• What is needed: Turn every line of the records below into a numbered list, dropping the blank lines. Leave the pictures out of your answer.
* START Data supplied *
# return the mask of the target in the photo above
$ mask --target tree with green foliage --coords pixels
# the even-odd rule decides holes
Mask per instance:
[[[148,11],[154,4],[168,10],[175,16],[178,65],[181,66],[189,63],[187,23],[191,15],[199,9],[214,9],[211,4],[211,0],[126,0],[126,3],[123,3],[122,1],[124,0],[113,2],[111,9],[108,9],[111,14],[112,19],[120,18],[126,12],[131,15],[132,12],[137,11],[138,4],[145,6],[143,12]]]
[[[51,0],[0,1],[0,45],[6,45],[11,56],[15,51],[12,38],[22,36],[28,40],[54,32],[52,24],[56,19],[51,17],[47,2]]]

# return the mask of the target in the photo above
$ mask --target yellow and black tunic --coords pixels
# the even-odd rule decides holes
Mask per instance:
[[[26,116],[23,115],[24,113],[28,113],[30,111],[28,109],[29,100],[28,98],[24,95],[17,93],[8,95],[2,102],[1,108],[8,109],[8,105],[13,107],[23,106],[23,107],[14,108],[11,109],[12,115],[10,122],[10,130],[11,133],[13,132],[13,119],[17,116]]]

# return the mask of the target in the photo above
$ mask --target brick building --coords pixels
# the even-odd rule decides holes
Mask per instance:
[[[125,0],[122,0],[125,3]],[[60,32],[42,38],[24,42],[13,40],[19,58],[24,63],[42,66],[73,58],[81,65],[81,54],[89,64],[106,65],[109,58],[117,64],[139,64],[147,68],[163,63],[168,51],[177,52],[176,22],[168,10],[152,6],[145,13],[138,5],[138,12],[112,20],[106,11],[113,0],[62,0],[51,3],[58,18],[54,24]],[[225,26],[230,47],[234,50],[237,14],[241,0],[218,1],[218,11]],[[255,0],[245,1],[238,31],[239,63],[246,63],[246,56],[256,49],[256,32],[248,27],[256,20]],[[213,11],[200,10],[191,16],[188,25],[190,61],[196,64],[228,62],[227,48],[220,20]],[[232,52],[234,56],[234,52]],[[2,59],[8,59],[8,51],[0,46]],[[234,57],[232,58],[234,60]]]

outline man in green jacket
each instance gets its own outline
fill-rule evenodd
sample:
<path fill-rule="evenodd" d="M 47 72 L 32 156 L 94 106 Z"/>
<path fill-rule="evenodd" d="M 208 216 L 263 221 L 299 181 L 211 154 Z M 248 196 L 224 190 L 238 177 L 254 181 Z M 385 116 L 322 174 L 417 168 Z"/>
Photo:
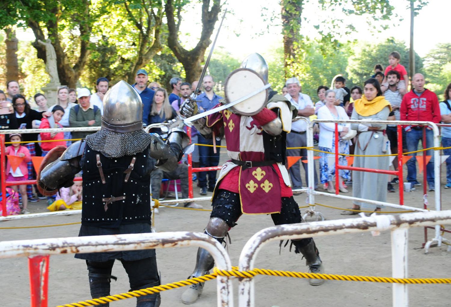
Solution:
<path fill-rule="evenodd" d="M 83 88 L 78 90 L 77 98 L 78 104 L 70 108 L 69 113 L 69 126 L 93 127 L 100 126 L 102 115 L 100 109 L 89 102 L 91 93 L 87 88 Z M 73 132 L 74 139 L 84 139 L 86 135 L 93 132 Z M 75 142 L 75 141 L 73 141 Z"/>

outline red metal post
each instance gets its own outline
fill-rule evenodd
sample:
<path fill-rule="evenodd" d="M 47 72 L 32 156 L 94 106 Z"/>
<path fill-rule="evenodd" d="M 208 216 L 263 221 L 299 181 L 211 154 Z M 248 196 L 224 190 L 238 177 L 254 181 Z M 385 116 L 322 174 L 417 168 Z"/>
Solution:
<path fill-rule="evenodd" d="M 426 142 L 426 126 L 423 126 L 423 149 L 428 148 L 427 143 Z M 428 172 L 426 172 L 426 150 L 423 151 L 423 195 L 426 194 L 428 193 L 428 177 L 427 174 Z M 428 206 L 426 205 L 426 203 L 423 204 L 424 206 L 424 209 L 428 208 Z"/>
<path fill-rule="evenodd" d="M 5 135 L 0 134 L 0 172 L 1 174 L 1 214 L 4 217 L 6 216 L 6 159 L 5 158 Z"/>
<path fill-rule="evenodd" d="M 338 165 L 338 123 L 335 123 L 335 194 L 340 192 L 340 172 Z M 329 166 L 330 167 L 330 166 Z"/>
<path fill-rule="evenodd" d="M 404 204 L 404 179 L 402 174 L 402 126 L 397 125 L 398 132 L 398 179 L 399 180 L 399 204 Z"/>
<path fill-rule="evenodd" d="M 31 307 L 47 307 L 49 258 L 49 255 L 28 257 Z"/>
<path fill-rule="evenodd" d="M 186 133 L 188 134 L 189 137 L 189 143 L 191 143 L 191 127 L 189 126 L 186 127 Z M 194 197 L 194 193 L 193 192 L 193 154 L 189 154 L 188 155 L 188 197 L 193 198 Z"/>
* END Data supplied *
• Solution:
1. # return the mask of the target in the photo above
2. $ mask --target tree with green foliage --coords pixels
3. # the even-odd rule decides holes
4. Mask per instance:
5. [[[148,11],[154,4],[168,10],[175,16],[178,65],[181,66],[189,63],[187,23],[191,15],[199,9],[214,9],[211,4],[211,0],[126,0],[126,3],[123,3],[122,1],[124,0],[113,2],[111,9],[108,9],[111,14],[112,19],[120,18],[126,12],[131,15],[132,12],[137,11],[138,4],[145,6],[143,12]]]
6. [[[51,0],[0,1],[0,45],[6,45],[11,56],[15,51],[12,38],[22,36],[28,40],[54,32],[52,24],[56,19],[51,17],[47,2]]]
7. # return the mask of the target in the photo above
8. $ mask --target yellow and black tunic --coords pixels
9. # the even-odd rule decides holes
10. Mask per instance:
11. [[[26,116],[23,115],[24,113],[28,113],[30,111],[28,109],[29,100],[28,98],[24,95],[17,93],[8,95],[2,102],[1,108],[8,109],[8,105],[13,107],[23,106],[23,107],[14,108],[11,109],[12,115],[10,122],[10,130],[11,133],[13,132],[13,119],[17,116]]]
12. # return the mask of the target in the photo above
13. $ mask --target brick building --coords pixels
14. # the even-odd rule decides holes
15. Mask per instance:
16. [[[125,0],[122,0],[125,3]],[[60,32],[42,38],[24,42],[13,40],[19,58],[24,63],[42,66],[73,58],[81,65],[81,54],[89,64],[106,65],[109,58],[117,64],[139,64],[147,68],[163,63],[168,51],[177,52],[176,22],[168,10],[152,6],[145,13],[138,5],[138,12],[112,20],[106,11],[113,0],[62,0],[51,3],[58,18],[54,24]],[[225,26],[230,47],[234,50],[237,14],[241,0],[218,1],[218,11]],[[255,0],[245,1],[238,31],[239,63],[246,63],[246,56],[256,49],[256,32],[248,27],[256,20]],[[213,11],[200,10],[191,16],[188,25],[190,61],[196,64],[228,62],[227,48],[220,20]],[[232,52],[234,56],[234,52]],[[2,59],[8,59],[8,51],[0,46]],[[234,57],[232,58],[234,60]]]
17. outline man in green jacket
18. each instance gets its own outline
19. fill-rule evenodd
20. sample:
21. <path fill-rule="evenodd" d="M 47 72 L 32 156 L 94 106 Z"/>
22. <path fill-rule="evenodd" d="M 208 216 L 263 221 L 299 181 L 211 154 Z M 248 196 L 224 190 L 238 177 L 254 181 Z M 385 116 L 322 174 L 417 168 Z"/>
23. Photo:
24. Solution:
25. <path fill-rule="evenodd" d="M 83 88 L 78 90 L 77 98 L 78 104 L 70 108 L 69 113 L 69 126 L 93 127 L 100 126 L 102 115 L 100 109 L 89 102 L 91 93 L 87 88 Z M 73 132 L 74 139 L 84 139 L 86 135 L 93 132 Z M 75 142 L 75 141 L 73 141 Z"/>
26. outline red metal post
27. each instance gets its own outline
28. fill-rule evenodd
29. sample:
30. <path fill-rule="evenodd" d="M 47 72 L 32 156 L 94 106 Z"/>
31. <path fill-rule="evenodd" d="M 208 216 L 263 221 L 299 181 L 211 154 Z M 248 196 L 224 190 L 238 177 L 254 181 Z M 385 116 L 322 174 L 417 168 Z"/>
32. Solution:
33. <path fill-rule="evenodd" d="M 426 142 L 426 126 L 423 126 L 423 149 L 428 148 L 427 143 Z M 428 172 L 426 172 L 426 150 L 423 151 L 423 195 L 426 194 L 428 193 L 428 177 L 427 174 Z M 428 206 L 426 205 L 426 203 L 423 204 L 424 206 L 424 209 L 428 208 Z"/>
34. <path fill-rule="evenodd" d="M 5 135 L 0 134 L 0 172 L 1 174 L 1 214 L 4 217 L 6 216 L 6 159 L 5 158 Z"/>
35. <path fill-rule="evenodd" d="M 338 165 L 338 123 L 335 123 L 335 194 L 340 192 L 340 172 Z M 329 166 L 330 167 L 330 166 Z"/>
36. <path fill-rule="evenodd" d="M 404 204 L 404 179 L 402 174 L 402 126 L 397 125 L 398 132 L 398 179 L 399 180 L 399 204 Z"/>
37. <path fill-rule="evenodd" d="M 31 307 L 47 307 L 49 258 L 49 255 L 28 257 Z"/>
38. <path fill-rule="evenodd" d="M 186 133 L 188 134 L 189 137 L 189 143 L 191 143 L 191 127 L 189 126 L 186 127 Z M 194 197 L 194 193 L 193 192 L 193 154 L 189 154 L 188 155 L 188 197 L 193 198 Z"/>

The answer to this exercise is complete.